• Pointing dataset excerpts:
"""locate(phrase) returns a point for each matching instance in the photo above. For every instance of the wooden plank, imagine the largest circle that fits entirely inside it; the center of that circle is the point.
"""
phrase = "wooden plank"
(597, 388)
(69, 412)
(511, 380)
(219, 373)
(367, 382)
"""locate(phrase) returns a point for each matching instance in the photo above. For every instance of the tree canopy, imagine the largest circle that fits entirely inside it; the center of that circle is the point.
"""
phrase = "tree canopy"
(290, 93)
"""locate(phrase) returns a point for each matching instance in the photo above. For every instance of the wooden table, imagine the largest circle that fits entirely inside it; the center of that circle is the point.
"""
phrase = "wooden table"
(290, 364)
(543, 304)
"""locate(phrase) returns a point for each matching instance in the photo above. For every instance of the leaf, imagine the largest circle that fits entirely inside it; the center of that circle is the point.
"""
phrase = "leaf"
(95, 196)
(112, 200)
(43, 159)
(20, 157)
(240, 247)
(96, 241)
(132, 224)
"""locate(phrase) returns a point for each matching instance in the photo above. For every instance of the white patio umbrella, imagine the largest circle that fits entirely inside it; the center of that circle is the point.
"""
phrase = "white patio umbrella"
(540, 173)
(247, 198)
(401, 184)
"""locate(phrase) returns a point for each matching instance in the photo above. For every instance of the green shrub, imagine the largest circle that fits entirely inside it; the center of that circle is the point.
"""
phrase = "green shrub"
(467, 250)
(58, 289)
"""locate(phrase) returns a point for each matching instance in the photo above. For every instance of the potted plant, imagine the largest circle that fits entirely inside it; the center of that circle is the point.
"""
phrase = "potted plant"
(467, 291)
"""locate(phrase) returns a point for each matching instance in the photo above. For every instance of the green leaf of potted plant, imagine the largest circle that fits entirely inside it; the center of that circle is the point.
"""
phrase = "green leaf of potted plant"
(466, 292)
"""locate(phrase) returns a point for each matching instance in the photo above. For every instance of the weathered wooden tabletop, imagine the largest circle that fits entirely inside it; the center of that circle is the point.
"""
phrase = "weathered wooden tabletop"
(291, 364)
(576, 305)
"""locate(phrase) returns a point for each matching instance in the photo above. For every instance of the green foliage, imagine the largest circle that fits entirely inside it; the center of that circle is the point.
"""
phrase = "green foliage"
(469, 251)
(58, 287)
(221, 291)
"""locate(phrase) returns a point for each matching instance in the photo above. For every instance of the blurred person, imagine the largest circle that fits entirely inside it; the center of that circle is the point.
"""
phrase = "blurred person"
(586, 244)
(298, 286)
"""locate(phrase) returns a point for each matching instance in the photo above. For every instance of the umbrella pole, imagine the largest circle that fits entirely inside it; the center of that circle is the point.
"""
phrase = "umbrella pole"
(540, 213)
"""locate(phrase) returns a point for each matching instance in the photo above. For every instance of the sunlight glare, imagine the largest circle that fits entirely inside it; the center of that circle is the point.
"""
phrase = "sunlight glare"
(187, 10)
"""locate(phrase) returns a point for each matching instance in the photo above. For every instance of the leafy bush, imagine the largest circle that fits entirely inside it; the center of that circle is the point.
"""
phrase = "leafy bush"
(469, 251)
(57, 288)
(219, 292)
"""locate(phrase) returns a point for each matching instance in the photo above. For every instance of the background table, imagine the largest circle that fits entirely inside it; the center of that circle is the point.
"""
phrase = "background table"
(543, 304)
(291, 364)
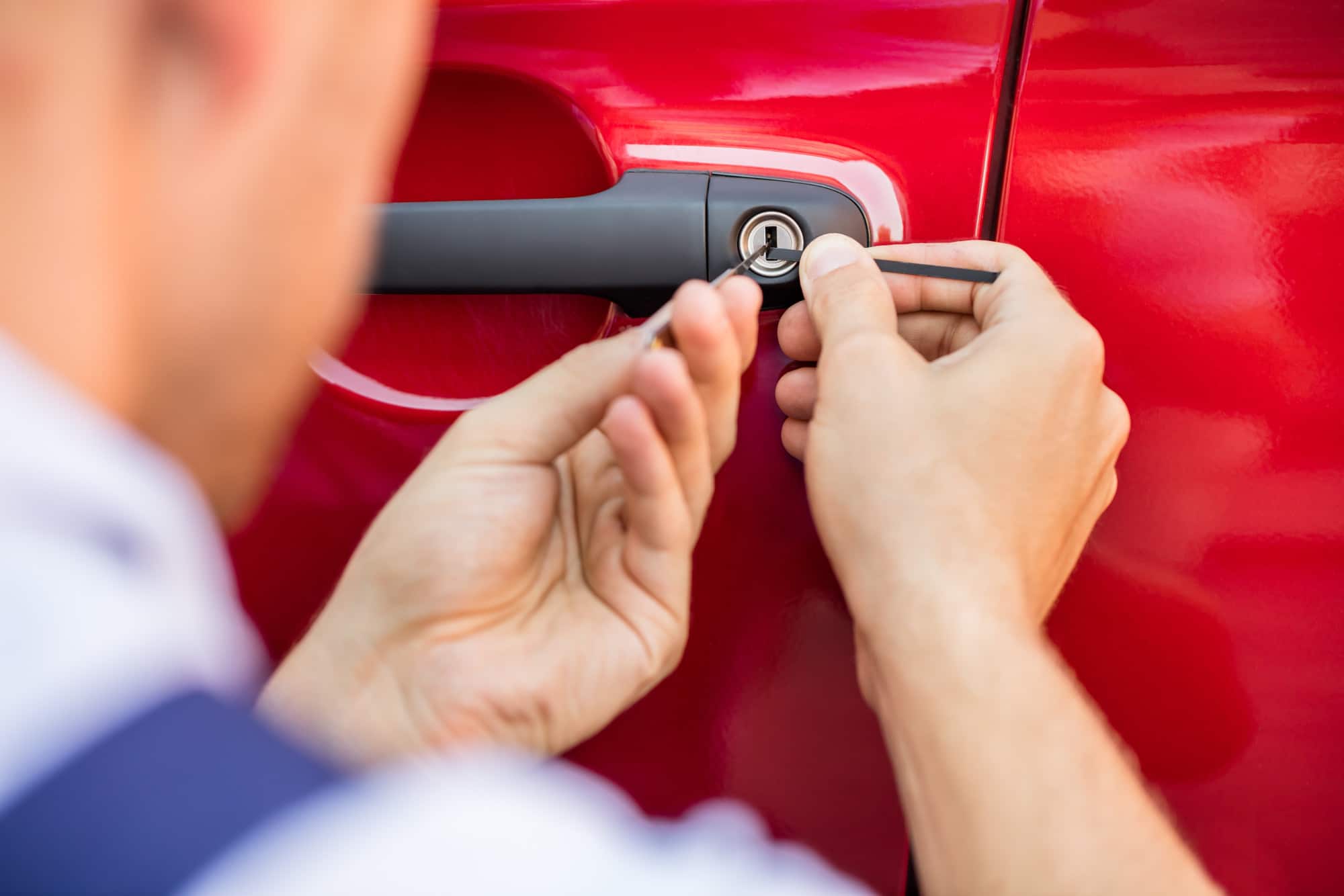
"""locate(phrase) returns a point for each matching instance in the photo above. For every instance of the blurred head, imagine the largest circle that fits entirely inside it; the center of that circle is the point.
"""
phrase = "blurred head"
(185, 191)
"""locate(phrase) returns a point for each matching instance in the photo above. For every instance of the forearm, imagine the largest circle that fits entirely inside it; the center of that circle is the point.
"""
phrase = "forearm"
(1010, 778)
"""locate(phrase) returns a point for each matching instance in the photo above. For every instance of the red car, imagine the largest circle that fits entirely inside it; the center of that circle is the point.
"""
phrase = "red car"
(1178, 166)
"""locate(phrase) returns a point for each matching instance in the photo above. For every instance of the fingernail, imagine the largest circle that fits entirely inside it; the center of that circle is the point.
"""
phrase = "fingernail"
(831, 253)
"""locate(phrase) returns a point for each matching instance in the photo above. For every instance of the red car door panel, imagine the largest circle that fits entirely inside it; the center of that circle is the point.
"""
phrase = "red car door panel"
(1179, 169)
(893, 103)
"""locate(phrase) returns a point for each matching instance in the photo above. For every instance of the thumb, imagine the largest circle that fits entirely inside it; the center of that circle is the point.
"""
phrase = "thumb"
(847, 295)
(549, 413)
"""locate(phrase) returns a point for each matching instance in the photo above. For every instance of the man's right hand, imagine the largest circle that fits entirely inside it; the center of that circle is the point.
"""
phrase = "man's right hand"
(958, 437)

• What the exercise asks:
Rewrite every one of the rows above, replacing "largest circle" with "biggest circle" and leaving everything else unchanged. Leave the pictures out of your answer.

• Output of the exercise:
"""locate(phrase) returns a point for each matching instance in the photo above. For every instance of the wooden plank, imagine the biggest circle that fits entirely inside it; the center of that circle is the point.
"""
phrase = "wooden plank"
(597, 388)
(69, 412)
(511, 380)
(219, 373)
(367, 382)
"""locate(phrase) returns a point for each matching instance in the photo above. For every instance of the tree canopy, imagine the biggest circle that fits entirely inside it; the center of that circle is the point.
"""
phrase = "tree canopy"
(290, 93)
"""locate(phrase) returns a point for each matching instance in the photo above. For every instance of the wooden table, imagine the biggest circle that fits entirely inside it; the center of that circle is the point.
"""
phrase = "wooden table"
(290, 364)
(543, 304)
"""locate(phrase) returns a point for each matching instance in the photo above. For every instance of the leaf, imagine the biggest circle that fits entirely inside it; the center of that circle is the point.
"""
phrase = "leaf"
(95, 196)
(112, 200)
(43, 159)
(20, 157)
(240, 247)
(96, 241)
(132, 224)
"""locate(phrase) returns a point for each matching instance in the photo above. For every instance of the white patio umbrella, imagine the biggest circle that fits entirely inside it; the center of that circle is the point.
"""
phrase = "white patio umbrella"
(540, 173)
(247, 198)
(401, 184)
"""locate(phrase) returns a point for each matching instance in the photo above. For every instance of the green shrub, imagine the biggest circle that fits entirely inside it; the center of that circle is the point.
"""
phrase = "green shrub"
(467, 250)
(58, 289)
"""locate(phrase) returns a point for each matching instance in the photo above. For every instance of the potted plant, imagine the biggest circle that fits entirely inside it; the center of that circle is the point.
"""
phrase = "potted plant"
(467, 291)
"""locate(phrase) returns a point for each matching instance in the photo above. For every instance of the green leaf of potted plant, imagine the biggest circle that fits entirely inside it; the center of that circle is the point.
"""
phrase = "green leaf of potted plant"
(466, 292)
"""locate(phrase) returns a point for each matching instance in the photo above. For every instance of the weathered wooden tabletop, imagine the biggest circle that fits entirely inside it; the center of that circle is the point.
"""
phrase = "weathered wooden tabletop"
(291, 364)
(576, 305)
"""locate(phrase) returns a point for each matching instance in the photo above. For every instance of the green foliage, imagine the biggest circle that fits entirely inside it; the center of that circle is the point.
"""
phrase = "green foliage"
(469, 251)
(58, 287)
(221, 291)
"""locate(phrase) returns a point for each matching instance in the photo above. For every instance of the blurred person, imagine the biggest circle that fits entirely inside it; the center of that circle is the point.
"""
phrase = "blurred person"
(586, 244)
(298, 286)
"""locate(phrase) returns a point for each matching instance in the photo above. For every instance of the umbrella pole, imagine the biggest circle that fits entirely inside it; the center of that circle is the point.
"""
phrase = "umbrella pole"
(540, 213)
"""locate(phrase) returns a point for each matching instance in the photo above. For every instance of the sunlight glare, imagine the biggest circle that fits entirely inside it; the center of that circle is the point.
"""
phrase = "sunlight glare"
(187, 10)
"""locate(phrase) returns a point for each matching instance in the photo above. For every instance of the leafy bush, imagine the biggest circle that fits entirely inside it; the center of that circle is the point.
"""
phrase = "leafy bush"
(469, 251)
(57, 288)
(219, 292)
"""locate(phrase) returns a point for each matching instance in the photo above. For every instance of the background table, imagine the biggest circle that fits entirely inside it; the center of that circle is the point.
"""
phrase = "background table"
(543, 304)
(291, 364)
"""locate(phrase) returns a point for each matching instance in the photo above. For every instance of the blurred head, imagine the biggest circle that fits entirely inside it; the center of that circle is the point.
"""
phrase = "blurred head"
(185, 191)
"""locate(phrase) returns a point for each matching instance in the photo above. For every instance of the forearm, imagine the biggest circle that fits entirely inside it; the center of that circle is the point.
"""
phrase = "forearm"
(1010, 778)
"""locate(phrase) returns a point for each matching instance in the photo above. For every instance of the red car, imagine the biggest circle that fits entirely inside it; the center of that circle is the point.
"""
phrase = "red car"
(1178, 166)
"""locate(phrase) returns a point for each matching instance in the photo above. For every instance of the fingernail, imagine the biggest circle that fits entirely inside it; the center of that circle is the point.
"""
phrase = "fingernail"
(831, 253)
"""locate(phrase) returns a point for each matching instance in the photo above. For every instance of the red car door panel, imagine the biggest circle that fits entirely inside it; the center of that circle is the point.
"""
phrase = "red car door panel"
(1179, 169)
(893, 103)
"""locate(phrase) returns a point for each matching instance in the photo above. For every instance of the thumb, imagine the biggest circle that fits entirely inside it; the center of that circle is the point.
"""
phrase = "thumb"
(847, 295)
(549, 413)
"""locate(phrase) returns a point for each matching instance in the photo above. For every instance of the man's right hand, imagine the biggest circle that fits entirely inside it; the center of that circle is the point.
"""
phrase = "man's right hand"
(958, 437)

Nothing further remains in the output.